- **本文抜粋**:
┏━━
そんな中で、新しく外国人雇用をはじめようと検討されている企業の経営者や人事担当者の中には、
「外国人を雇用する上で押さえておくべき知識は?」
「外国人雇用の基礎的な知識が知りたい」
と、お考えの方もいるのではないでしょうか?
この記事では、これから外国人雇用を考えている企業の経営者・人事担当の方へ向けて、外国人雇用・特定技能に纏わる基礎知識を紹介します。
- 雇用できる外国人労働者についての基礎知識
- 外国人雇用をする際の留意点
- 特定技能に纏わる基礎知識
- 不法就労について
- 外国人雇用に関する問い合わせ先・相談窓口
それでは、外国人雇用、特定技能に纏わる基礎知識についてみていきましょう。
雇用できる外国人労働者についての基礎知識
外国人労働者は、保持する在留資格によって雇用の可否や雇用条件が定められています。
すべての外国人を雇用できるわけではありませんのでご注意下さい。
ここでは、雇用できる外国人の基礎知識について解説します。
在留資格とは
外国人が日本で働くには在留資格が必要です。
在留資格は、入管法によって、日本に入国・在留して従事することができる社会活動や、在留することができる身分や地位を分類して定めらており、在留資格のいずれかに該当しない場合は、日本へ入国・在留することができません。
また、在留資格には、在留期間が設けられており、期間外に活動することはできません。
そのため外国人は、入国の際にパスポートに記載された在留資格と在留期限のみの活動が可能です。
それ以外の活動や期間を超えた活動は、不法滞在に該当してしまいます。
在留資格の種類について
現在、入管法で定められている在留資格は複数あり、その中でも、「就労が認められているもの」「就労が認められていないもの(就労について制限がある)」「就労活動に制限がないもの」「個々に許可内容によるもの」の大きく4つに分けられます。
┗━━
外国人雇用についての本文から、「この記事では、これから外国人」から「該当しない場合は、日本へ入国・在留することができません。」までの部分を、「該当しない場合は、日本へ入国・在留することができません。」も含めて一字一句たがえずに書き写してください。 この後に続くデータは参照しなくてもかまいません。

- **抽出データ**:
┏━━
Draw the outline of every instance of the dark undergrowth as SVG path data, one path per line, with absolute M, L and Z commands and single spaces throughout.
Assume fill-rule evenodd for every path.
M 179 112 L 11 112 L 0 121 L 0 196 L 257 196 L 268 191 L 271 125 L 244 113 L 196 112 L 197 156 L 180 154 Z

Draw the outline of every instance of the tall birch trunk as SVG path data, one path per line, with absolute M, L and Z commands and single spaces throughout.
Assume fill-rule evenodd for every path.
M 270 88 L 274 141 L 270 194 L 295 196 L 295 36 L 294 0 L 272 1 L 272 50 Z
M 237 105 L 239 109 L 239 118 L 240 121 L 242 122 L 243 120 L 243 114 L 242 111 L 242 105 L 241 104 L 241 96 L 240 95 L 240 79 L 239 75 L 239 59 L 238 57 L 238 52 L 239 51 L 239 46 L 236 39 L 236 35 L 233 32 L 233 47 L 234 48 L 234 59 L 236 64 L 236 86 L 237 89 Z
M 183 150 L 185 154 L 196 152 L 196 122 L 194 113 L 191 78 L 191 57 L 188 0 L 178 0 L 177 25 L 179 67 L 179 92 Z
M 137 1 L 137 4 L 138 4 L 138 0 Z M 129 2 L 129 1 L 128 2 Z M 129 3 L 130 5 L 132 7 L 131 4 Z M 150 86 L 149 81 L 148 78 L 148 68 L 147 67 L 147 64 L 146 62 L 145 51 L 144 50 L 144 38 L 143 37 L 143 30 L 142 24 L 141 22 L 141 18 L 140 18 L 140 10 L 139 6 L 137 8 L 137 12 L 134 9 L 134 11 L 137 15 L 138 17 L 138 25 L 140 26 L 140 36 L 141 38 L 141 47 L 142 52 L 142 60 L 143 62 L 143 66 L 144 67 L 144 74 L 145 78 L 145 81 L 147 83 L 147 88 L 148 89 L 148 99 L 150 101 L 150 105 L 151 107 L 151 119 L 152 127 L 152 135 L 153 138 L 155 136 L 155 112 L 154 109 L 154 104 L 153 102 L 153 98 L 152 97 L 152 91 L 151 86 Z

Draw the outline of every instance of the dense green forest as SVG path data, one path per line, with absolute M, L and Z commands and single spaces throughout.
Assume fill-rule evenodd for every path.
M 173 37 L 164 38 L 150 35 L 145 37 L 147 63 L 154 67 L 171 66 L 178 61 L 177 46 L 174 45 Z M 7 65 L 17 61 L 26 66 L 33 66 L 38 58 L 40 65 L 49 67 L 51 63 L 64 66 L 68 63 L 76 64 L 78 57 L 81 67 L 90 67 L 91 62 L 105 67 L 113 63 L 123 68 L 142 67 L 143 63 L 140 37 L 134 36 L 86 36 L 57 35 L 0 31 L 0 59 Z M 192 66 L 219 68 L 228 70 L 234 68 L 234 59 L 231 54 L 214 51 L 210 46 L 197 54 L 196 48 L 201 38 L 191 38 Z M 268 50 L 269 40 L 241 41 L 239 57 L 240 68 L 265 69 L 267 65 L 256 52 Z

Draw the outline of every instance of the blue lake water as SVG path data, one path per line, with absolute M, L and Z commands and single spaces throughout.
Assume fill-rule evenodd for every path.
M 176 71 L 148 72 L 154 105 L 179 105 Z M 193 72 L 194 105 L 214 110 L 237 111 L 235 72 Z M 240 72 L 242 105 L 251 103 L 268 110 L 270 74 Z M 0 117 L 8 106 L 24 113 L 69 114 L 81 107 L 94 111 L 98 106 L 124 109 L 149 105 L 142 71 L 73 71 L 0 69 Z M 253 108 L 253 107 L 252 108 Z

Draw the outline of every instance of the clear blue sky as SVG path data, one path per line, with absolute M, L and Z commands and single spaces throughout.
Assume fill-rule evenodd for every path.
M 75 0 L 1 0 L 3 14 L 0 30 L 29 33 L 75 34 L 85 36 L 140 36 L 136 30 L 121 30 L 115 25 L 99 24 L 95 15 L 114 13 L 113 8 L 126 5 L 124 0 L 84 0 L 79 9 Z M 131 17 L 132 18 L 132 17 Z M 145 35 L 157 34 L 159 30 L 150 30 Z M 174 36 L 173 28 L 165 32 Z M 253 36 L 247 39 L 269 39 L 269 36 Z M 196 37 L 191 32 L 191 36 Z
┗━━
- **回答結果**:
この記事では、これから外国人雇用を考えている企業の経営者・人事担当の方へ向けて、外国人雇用・特定技能に纏わる基礎知識を紹介します。
- 雇用できる外国人労働者についての基礎知識
- 外国人雇用をする際の留意点
- 特定技能に纏わる基礎知識
- 不法就労について
- 外国人雇用に関する問い合わせ先・相談窓口
それでは、外国人雇用、特定技能に纏わる基礎知識についてみていきましょう。
雇用できる外国人労働者についての基礎知識
外国人労働者は、保持する在留資格によって雇用の可否や雇用条件が定められています。
すべての外国人を雇用できるわけではありませんのでご注意下さい。
ここでは、雇用できる外国人の基礎知識について解説します。
在留資格とは
外国人が日本で働くには在留資格が必要です。
在留資格は、入管法によって、日本に入国・在留して従事することができる社会活動や、在留することができる身分や地位を分類して定めらており、在留資格のいずれかに該当しない場合は、日本へ入国・在留することができません。